━━━ 给定文段 ━━━
As the answer can be rather large, print it modulo 1000000007 (10^9 + 7).

Example
Input
?01???
Output
4
Input
?
Output
2
Input
**12
Output
0
Input
1
Output
0
Note
In the first test sample you can get the following correct fields: 001**1, 001***, 001*2*, 001*10.

大致题意：有若干个连续的格子，每个格子里有这么几种符号”*”, “0”, “1” ,”2”,”?”
“*”表示当前格子里埋着地雷，“0”表示左右两个相连的格子里都没有地雷，“1”表示左右两个相连的格子里有一个有地雷，“2”表示左右两个相连的格子里有两个地雷，“？”表示你可以选择前面的任意一个。
问你有多少种合法的方式。

思路：很巧妙的dp，dp[i][j]表示位置i上的状态为j时有多少种合法方案，具体看下面代码。

代码如下

#include <iostream> 
#include <cstring> 
#include <cstdio>  
using namespace std;
const int maxn=1e6+5;
const int mod=1e9+7;
long long int dp[maxn][5];//5种状态
/*
0 str[i]为“0”
1 str[i]为“1” 前一个是地雷,后一个不是 
2 str[i]为“1” 前一个不是地雷，后一个是 
3 str[i]为“*” 地雷
4 两个地雷，即str[i]为“2” 
*/
char str[maxn];
int main()
{
    memset(dp,0,sizeof(dp));
    scanf("%s",&str);
    int len=strlen(str);
    if(str[0]=='0') dp[0][0]=1;
    else if(str[0]=='1')    dp[0][2]=1;
    else if(str[0]=='*')    dp[0][3]=1;
    else if(str[0]=='?')
    {
        dp[0][0]=1;
        dp[0][2]=1;
        dp[0][3]=1;
    }
    for(int i=1;i<len;i++)
    {
        if(str[i]=='0')
            dp[i][0]=(dp[i-1][0]+dp[i-1][1])%mod; 
        else if(str[i]=='1')
        {
            dp[i][1]=dp[i-1][3];
            dp[i][2]=(dp[i-1][0]+dp[i-1][1])%mod;
        }
        else if(str[i]=='2')
            dp[i][4]=dp[i-1][3];
        else if(str[i]=='*')
            dp[i][3]=(dp[i-1][2]+dp[i-1][4]+dp[i-1][3])%mod;
        else if(str[i]=='?')
        {
            dp[i][0]=(dp[i-1][0]+dp[i-1][1])%mod; 
            dp[i][1]=dp[i-1][3];
            dp[i][2]=(dp[i-1][0]+dp[i-1][1])%mod;
            dp[i][4]=dp[i-1][3];
            dp[i][3]=(dp[i-1][2]+dp[i-1][4]+dp[i-1][3])%mod;
        }
    }
    len--;
    printf("%lld\n",(dp[len][0]+dp[len][1]+dp[len][3])%mod);
}
━━━ 所给数据 ━━━
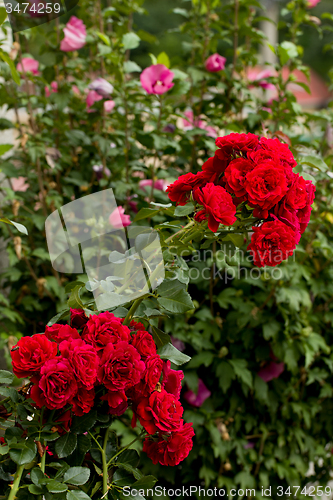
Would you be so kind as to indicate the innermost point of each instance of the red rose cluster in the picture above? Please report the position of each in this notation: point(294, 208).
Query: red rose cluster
point(258, 172)
point(121, 363)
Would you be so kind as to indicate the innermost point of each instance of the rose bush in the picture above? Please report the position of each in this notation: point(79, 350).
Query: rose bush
point(259, 346)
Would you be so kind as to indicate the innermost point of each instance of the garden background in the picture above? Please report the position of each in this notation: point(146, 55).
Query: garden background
point(258, 388)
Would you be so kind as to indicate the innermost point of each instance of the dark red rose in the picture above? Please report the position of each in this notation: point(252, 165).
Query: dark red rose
point(83, 401)
point(180, 190)
point(303, 214)
point(78, 318)
point(218, 206)
point(296, 197)
point(234, 176)
point(276, 147)
point(160, 412)
point(214, 167)
point(56, 386)
point(59, 333)
point(144, 344)
point(271, 243)
point(30, 354)
point(172, 380)
point(103, 329)
point(121, 367)
point(151, 376)
point(237, 143)
point(170, 449)
point(83, 359)
point(117, 402)
point(266, 185)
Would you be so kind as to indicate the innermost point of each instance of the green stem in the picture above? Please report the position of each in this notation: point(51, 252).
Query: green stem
point(16, 483)
point(126, 447)
point(132, 310)
point(105, 464)
point(190, 224)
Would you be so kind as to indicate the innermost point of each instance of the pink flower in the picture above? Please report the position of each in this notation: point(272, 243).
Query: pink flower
point(75, 35)
point(54, 88)
point(102, 87)
point(28, 65)
point(92, 97)
point(270, 371)
point(20, 184)
point(312, 3)
point(215, 63)
point(157, 79)
point(260, 78)
point(159, 184)
point(118, 219)
point(108, 106)
point(197, 400)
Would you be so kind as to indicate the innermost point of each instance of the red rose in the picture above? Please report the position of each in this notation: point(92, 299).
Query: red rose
point(121, 367)
point(59, 333)
point(237, 143)
point(172, 380)
point(78, 318)
point(180, 190)
point(218, 206)
point(266, 185)
point(214, 167)
point(278, 148)
point(83, 359)
point(161, 411)
point(304, 213)
point(57, 385)
point(271, 243)
point(234, 176)
point(103, 329)
point(144, 344)
point(30, 354)
point(117, 402)
point(297, 195)
point(151, 376)
point(83, 401)
point(171, 449)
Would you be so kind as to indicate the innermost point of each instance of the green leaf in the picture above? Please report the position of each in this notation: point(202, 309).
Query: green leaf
point(240, 367)
point(77, 495)
point(185, 210)
point(145, 213)
point(130, 41)
point(131, 67)
point(18, 226)
point(66, 444)
point(77, 475)
point(6, 377)
point(84, 423)
point(104, 38)
point(4, 148)
point(315, 162)
point(178, 303)
point(168, 351)
point(55, 487)
point(11, 64)
point(23, 453)
point(163, 58)
point(74, 300)
point(160, 337)
point(3, 14)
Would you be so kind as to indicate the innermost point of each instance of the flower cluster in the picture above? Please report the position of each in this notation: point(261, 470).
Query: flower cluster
━━━
§ 任务说明:
根据这篇扫雷计数题解作答：
(a) 结果需对哪个数取模输出？
(b) 思路部分中 dp[i][j] 表示什么？
(c) 代码中 dp 数组每个位置共设有几种状态？

§ 练习答案:
(a) 1000000007（10^9 + 7）。
(b) 位置 i 上的状态为 j 时的合法方案数。
(c) 5 种。